**TEXT BLOCK:**
++++

Around seventy percent of yearlings in the northern hemisphere are not sold by the farm where they have been raised. Thirty something percent are sold by consignment companies.
Another thirty something percent are sold by foal pinhookers, the breeder having sold as weanlings.
Where we base the mares we have in Ireland, we (and the farm) generally sell foals (= weanlings). The farm uses a couple of home staff and freelance showing people. Such people are experts and make most of their money showing at various sales. Many also go to USA in between European sales (and vice versa) and to Australasia in the opposite season – also vice versa.
Some foals are simply not Foal-Sales-Foals. So either the farm consigns as yearlings in Ireland or they go to a consignment company for England. Ireland has far larger production than UK and 70% of what is sold in UK is bred in Ireland.
Having sales close to each other is not an issue. In the case of yearlings, the whole idea is to have as short a yearling selling season as possible so that yearling prep also remains a seasonal exercise for which youngsters coming into the game can be employed for a few months to help out. Many CVs show this activity.
The industry wants to get yearlings done so as to move on to foals and breeding stock which are mostly dealt with in later November/early December.

++++

**STUDY MATERIAL:**
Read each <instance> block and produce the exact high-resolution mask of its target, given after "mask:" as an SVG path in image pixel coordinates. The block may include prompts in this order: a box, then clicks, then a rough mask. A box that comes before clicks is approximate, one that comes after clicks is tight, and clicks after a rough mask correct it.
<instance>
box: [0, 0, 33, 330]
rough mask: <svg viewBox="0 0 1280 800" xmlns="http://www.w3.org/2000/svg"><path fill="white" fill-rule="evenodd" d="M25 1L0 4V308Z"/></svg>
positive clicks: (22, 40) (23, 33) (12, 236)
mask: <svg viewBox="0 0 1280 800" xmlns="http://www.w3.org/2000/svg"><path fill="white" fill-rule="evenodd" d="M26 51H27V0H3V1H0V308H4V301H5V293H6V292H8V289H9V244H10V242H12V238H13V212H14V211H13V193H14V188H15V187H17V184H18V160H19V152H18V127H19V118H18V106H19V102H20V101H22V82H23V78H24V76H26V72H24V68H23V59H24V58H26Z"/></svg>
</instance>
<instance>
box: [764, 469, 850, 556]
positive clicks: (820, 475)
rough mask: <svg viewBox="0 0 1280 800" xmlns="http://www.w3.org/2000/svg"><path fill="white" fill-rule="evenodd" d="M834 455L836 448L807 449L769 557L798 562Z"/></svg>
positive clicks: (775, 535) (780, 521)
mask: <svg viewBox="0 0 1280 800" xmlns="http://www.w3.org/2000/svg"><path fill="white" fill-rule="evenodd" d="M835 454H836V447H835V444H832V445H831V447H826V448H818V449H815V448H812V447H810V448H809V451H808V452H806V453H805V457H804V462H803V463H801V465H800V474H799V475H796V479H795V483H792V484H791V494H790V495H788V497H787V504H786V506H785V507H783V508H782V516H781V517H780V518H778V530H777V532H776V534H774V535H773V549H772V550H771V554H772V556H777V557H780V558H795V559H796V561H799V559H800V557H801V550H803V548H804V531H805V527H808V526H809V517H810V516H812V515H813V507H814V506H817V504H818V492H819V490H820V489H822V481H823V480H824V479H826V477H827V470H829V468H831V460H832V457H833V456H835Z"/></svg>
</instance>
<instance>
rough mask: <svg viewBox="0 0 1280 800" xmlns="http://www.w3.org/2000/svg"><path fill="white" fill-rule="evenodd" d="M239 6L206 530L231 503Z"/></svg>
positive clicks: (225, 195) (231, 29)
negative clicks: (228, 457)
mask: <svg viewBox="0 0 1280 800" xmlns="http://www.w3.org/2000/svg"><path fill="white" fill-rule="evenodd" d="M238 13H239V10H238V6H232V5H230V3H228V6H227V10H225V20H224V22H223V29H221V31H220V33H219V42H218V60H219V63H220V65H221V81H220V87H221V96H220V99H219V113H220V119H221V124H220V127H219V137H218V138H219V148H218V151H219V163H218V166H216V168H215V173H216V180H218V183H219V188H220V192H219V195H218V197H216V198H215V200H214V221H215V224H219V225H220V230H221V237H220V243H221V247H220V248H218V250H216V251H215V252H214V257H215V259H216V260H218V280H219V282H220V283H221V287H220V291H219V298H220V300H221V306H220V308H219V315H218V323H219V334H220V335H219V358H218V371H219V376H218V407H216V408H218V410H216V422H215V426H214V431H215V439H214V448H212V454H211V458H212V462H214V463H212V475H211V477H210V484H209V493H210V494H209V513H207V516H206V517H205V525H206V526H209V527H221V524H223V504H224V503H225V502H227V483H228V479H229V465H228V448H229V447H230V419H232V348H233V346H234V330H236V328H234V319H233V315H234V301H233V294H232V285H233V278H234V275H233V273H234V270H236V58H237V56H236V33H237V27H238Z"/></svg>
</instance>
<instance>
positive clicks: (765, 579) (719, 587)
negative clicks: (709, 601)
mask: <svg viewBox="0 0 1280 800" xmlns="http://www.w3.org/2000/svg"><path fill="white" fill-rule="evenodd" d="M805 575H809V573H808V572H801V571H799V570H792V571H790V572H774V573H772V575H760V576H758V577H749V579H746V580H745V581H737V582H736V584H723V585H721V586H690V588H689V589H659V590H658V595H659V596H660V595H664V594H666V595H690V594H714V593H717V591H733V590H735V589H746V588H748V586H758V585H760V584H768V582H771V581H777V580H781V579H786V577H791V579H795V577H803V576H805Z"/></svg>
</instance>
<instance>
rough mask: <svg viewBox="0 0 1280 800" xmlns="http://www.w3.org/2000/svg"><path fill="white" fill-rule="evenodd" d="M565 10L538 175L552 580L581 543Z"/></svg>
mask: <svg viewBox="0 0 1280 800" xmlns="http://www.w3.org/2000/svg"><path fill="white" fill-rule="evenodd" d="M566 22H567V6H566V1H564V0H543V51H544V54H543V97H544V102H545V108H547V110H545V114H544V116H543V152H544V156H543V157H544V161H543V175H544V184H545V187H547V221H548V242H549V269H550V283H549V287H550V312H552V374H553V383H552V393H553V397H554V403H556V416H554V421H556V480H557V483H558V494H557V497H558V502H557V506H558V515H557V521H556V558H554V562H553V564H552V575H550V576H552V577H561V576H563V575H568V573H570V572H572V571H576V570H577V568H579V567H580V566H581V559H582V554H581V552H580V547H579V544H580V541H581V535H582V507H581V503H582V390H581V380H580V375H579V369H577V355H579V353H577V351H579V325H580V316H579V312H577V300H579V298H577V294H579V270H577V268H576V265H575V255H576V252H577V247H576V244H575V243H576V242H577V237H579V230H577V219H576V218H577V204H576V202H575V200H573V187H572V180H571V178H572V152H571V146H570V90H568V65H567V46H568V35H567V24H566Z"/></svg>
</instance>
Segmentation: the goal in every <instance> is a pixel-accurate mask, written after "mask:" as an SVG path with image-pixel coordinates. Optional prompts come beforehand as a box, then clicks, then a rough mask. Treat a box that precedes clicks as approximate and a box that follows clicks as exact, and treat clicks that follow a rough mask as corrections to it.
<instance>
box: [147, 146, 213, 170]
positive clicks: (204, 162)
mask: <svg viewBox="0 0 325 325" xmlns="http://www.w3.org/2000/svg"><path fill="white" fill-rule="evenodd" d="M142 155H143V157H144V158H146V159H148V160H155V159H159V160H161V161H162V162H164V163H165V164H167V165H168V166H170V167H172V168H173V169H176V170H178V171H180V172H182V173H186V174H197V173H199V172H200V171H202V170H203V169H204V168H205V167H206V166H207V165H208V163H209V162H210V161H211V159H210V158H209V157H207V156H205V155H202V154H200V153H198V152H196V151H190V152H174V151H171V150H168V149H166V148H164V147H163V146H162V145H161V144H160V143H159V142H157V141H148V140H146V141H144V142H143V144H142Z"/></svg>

++++

**REQUIREMENT 1:**
According to the text on yearling and foal sales, when are foals and breeding stock mostly dealt with?
**REQUIREMENT 2:**
From the text on yearling and foal sales, extract word for word the part that opens with the words containing "Another thirty something" and closes with "also vice versa.".

**WRITTEN REPLY 1:**
Mostly in later November or early December.

**WRITTEN REPLY 2:**
Another thirty something percent are sold by foal pinhookers, the breeder having sold as weanlings.
Where we base the mares we have in Ireland, we (and the farm) generally sell foals (= weanlings). The farm uses a couple of home staff and freelance showing people. Such people are experts and make most of their money showing at various sales. Many also go to USA in between European sales (and vice versa) and to Australasia in the opposite season – also vice versa.